CONSIGNE DE TRAVAIL 1: D'après l'extrait, à quelle date le chef de l'État a-t-il visité plusieurs chantiers ?
CONSIGNE DE TRAVAIL 2: Recopiez, s'il vous plaît, le passage de l'extrait qui commence aux mots «Libreville le 15» et s'arrête après «remis en cause.».

Libreville le 15 septembre 2026, (Journal’ombre.com) – Au Gabon, le temps des promesses présentées en maquettes semble toucher à sa fin. En visite sur plusieurs chantiers le 10 septembre dernier, Brice Clotaire Oligui Nguema a rappelé à Airtel Gabon et Canal+ Gabon qu’une présence économique ne peut, selon lui, se limiter à exploiter le marché national. Le chef de l’État exige désormais des réalisations visibles, notamment la construction des sièges annoncés, sous peine de voir les terrains attribués remis en cause.
Par Franck Mohamed
Derrière cette sortie présidentielle, il faut lire une volonté politique : rééquilibrer les relations entre l’État et les grands opérateurs privés. Pour le pouvoir, investir au Gabon ne doit plus seulement signifier vendre des services et générer des revenus. Il faut également construire, employer, contribuer aux infrastructures et laisser une empreinte durable dans le pays.

ENREGISTREMENTS FOURNIS:
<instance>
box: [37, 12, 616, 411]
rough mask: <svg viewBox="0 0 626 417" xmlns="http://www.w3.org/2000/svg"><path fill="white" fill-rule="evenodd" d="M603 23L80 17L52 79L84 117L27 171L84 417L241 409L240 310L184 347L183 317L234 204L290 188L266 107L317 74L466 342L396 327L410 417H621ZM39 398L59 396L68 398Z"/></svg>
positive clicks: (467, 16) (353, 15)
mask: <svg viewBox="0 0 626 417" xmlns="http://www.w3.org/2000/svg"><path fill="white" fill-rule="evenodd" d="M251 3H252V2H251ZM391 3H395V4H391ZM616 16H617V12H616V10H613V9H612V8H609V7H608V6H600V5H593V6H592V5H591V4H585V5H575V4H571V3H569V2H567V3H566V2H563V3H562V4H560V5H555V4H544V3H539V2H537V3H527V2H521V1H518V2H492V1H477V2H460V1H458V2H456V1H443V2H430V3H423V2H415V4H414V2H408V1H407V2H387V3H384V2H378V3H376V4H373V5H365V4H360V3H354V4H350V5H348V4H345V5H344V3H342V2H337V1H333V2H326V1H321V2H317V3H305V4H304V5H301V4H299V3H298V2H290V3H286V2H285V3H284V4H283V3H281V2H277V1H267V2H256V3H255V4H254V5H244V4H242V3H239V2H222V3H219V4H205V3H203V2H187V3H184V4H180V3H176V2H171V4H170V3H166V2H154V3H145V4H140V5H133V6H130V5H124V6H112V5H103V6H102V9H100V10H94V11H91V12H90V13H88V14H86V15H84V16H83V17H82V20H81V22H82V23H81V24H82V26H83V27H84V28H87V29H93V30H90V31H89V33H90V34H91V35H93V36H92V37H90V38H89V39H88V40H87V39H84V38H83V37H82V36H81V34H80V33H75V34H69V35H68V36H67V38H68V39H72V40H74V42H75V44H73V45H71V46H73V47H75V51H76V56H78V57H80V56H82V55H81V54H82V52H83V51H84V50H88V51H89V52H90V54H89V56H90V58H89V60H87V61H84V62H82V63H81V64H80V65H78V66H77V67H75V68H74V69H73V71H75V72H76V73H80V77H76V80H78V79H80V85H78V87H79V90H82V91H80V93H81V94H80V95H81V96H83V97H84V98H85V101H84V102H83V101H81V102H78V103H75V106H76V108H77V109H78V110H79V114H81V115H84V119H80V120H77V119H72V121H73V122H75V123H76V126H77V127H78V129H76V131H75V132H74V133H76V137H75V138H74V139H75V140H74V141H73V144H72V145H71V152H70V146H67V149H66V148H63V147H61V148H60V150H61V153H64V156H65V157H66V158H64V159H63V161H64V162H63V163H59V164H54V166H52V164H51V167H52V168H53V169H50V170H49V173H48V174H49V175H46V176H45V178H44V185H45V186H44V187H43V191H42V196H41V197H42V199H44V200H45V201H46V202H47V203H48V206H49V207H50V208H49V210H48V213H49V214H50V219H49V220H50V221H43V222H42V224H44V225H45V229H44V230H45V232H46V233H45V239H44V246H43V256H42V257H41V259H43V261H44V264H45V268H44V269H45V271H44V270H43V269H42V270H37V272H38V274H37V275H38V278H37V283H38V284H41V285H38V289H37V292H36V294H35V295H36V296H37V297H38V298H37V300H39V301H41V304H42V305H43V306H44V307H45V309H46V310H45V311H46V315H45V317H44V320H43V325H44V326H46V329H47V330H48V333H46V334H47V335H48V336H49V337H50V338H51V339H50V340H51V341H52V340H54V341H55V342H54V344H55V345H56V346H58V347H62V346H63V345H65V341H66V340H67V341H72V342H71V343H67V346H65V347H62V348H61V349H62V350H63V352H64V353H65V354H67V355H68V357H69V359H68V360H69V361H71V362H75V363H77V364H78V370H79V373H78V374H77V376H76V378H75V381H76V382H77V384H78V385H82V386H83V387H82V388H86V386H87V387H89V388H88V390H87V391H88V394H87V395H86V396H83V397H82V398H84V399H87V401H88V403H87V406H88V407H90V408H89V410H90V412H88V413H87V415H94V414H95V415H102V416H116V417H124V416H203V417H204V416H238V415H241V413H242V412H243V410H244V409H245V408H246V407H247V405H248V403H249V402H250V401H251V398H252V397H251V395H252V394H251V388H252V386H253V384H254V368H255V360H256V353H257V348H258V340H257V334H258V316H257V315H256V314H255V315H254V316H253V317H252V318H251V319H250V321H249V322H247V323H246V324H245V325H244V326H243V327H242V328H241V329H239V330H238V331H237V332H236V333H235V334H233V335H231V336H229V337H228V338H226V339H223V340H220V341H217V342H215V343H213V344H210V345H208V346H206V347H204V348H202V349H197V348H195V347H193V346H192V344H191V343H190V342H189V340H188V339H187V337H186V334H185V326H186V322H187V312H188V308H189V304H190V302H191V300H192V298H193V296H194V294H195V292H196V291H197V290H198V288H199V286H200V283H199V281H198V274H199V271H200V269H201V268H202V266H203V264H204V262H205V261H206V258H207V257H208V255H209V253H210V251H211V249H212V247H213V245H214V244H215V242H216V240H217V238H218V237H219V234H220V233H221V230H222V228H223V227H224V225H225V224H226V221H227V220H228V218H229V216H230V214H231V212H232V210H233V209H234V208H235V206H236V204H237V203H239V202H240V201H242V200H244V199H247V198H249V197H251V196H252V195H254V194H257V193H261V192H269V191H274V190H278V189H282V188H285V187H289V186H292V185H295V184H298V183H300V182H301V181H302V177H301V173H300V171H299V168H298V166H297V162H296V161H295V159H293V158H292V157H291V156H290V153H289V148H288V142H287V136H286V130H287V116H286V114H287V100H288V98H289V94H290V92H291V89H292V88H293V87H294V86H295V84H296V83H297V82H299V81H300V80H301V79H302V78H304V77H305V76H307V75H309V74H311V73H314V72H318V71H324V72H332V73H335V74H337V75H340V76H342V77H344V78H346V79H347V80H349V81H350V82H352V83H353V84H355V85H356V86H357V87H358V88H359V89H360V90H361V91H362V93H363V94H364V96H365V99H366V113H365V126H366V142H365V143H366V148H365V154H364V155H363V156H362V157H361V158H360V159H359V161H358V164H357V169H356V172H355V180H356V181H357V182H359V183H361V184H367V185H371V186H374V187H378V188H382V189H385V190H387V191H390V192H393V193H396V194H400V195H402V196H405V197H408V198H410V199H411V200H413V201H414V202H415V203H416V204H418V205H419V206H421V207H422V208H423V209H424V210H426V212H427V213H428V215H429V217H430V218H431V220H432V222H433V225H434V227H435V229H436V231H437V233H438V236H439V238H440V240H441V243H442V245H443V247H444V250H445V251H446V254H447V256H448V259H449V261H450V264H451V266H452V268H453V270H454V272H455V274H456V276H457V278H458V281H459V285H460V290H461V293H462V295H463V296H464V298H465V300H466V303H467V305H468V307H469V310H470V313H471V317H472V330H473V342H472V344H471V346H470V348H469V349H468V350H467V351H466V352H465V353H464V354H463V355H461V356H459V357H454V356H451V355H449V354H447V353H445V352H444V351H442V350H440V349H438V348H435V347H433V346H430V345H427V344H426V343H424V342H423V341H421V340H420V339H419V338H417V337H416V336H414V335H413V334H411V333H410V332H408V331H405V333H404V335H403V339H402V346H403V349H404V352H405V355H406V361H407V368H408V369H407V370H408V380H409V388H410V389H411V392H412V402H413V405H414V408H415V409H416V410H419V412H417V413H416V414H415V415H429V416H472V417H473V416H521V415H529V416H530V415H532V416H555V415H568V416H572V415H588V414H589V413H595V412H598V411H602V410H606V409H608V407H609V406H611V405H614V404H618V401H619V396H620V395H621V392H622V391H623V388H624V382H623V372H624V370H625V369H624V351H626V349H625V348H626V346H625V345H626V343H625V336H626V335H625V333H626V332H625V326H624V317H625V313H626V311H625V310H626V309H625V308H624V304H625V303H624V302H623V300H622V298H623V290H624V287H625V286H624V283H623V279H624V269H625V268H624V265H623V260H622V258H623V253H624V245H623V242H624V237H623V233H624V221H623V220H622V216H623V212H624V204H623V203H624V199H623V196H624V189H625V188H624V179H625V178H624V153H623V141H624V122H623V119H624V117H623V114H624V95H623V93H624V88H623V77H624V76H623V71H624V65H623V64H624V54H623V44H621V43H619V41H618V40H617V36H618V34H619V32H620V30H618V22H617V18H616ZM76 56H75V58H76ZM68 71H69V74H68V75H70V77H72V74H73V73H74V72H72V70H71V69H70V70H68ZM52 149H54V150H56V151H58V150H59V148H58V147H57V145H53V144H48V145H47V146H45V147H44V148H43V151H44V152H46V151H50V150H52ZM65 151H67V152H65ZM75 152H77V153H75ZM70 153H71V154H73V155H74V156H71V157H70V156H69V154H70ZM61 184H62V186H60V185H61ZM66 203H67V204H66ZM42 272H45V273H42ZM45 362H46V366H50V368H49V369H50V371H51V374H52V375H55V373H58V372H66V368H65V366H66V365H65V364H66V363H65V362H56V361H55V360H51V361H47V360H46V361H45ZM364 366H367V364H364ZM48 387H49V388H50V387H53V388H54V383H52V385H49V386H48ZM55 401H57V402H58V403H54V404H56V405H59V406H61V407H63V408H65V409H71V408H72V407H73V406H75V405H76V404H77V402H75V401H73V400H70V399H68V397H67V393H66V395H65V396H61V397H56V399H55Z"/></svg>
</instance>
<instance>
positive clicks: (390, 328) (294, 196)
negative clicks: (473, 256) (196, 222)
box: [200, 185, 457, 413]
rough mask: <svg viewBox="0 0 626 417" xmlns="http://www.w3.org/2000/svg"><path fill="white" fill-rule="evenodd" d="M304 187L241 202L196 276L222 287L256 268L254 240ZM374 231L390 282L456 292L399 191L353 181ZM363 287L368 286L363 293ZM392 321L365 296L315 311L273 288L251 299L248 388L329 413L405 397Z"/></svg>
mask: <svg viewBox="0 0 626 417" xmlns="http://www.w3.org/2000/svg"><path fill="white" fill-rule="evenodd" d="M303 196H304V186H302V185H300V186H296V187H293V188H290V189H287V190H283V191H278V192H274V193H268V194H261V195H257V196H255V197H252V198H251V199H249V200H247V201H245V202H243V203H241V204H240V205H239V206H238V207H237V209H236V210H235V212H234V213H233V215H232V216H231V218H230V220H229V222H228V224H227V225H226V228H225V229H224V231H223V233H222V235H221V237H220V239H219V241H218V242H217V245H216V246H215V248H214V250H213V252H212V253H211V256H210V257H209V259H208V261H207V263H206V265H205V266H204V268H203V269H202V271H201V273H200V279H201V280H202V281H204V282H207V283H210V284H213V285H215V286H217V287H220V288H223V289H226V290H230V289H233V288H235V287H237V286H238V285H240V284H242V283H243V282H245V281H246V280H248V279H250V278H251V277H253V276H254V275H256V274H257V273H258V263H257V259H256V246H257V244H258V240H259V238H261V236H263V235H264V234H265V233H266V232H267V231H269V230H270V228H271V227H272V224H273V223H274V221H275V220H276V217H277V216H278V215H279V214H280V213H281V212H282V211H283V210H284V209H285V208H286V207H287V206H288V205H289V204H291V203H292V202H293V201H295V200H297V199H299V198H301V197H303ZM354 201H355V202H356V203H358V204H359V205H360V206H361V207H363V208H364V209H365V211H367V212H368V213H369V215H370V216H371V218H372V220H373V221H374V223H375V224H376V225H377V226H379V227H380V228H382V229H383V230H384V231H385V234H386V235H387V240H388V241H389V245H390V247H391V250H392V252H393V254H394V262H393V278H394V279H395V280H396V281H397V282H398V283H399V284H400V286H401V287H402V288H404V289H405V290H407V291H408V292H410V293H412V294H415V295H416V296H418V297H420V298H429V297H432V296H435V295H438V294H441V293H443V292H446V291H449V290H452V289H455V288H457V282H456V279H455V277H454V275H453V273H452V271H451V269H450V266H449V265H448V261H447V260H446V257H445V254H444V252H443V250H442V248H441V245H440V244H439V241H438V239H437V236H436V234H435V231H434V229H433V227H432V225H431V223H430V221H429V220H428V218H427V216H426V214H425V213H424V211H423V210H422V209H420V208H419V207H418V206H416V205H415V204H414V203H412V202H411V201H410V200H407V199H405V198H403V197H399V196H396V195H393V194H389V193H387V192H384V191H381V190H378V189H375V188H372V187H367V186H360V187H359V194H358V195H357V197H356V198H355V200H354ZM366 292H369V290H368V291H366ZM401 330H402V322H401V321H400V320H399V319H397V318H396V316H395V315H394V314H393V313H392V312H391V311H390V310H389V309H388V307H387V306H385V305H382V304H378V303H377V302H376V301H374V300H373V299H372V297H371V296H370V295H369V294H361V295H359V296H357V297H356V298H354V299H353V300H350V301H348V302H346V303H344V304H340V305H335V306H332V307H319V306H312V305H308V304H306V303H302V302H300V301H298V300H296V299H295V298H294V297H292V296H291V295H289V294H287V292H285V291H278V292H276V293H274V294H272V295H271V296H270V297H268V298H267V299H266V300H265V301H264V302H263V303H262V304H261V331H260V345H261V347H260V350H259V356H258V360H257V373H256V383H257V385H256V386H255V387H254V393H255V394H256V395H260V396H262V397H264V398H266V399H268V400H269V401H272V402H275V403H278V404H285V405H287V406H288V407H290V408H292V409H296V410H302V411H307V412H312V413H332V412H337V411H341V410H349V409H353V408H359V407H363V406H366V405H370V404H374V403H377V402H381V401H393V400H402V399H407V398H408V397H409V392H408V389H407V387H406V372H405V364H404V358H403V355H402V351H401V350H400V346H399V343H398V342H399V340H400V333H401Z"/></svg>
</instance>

ESPACE DE RÉPONSE 1: Le 10 septembre.

ESPACE DE RÉPONSE 2:
Libreville le 15 septembre 2026, (Journal’ombre.com) – Au Gabon, le temps des promesses présentées en maquettes semble toucher à sa fin. En visite sur plusieurs chantiers le 10 septembre dernier, Brice Clotaire Oligui Nguema a rappelé à Airtel Gabon et Canal+ Gabon qu’une présence économique ne peut, selon lui, se limiter à exploiter le marché national. Le chef de l’État exige désormais des réalisations visibles, notamment la construction des sièges annoncés, sous peine de voir les terrains attribués remis en cause.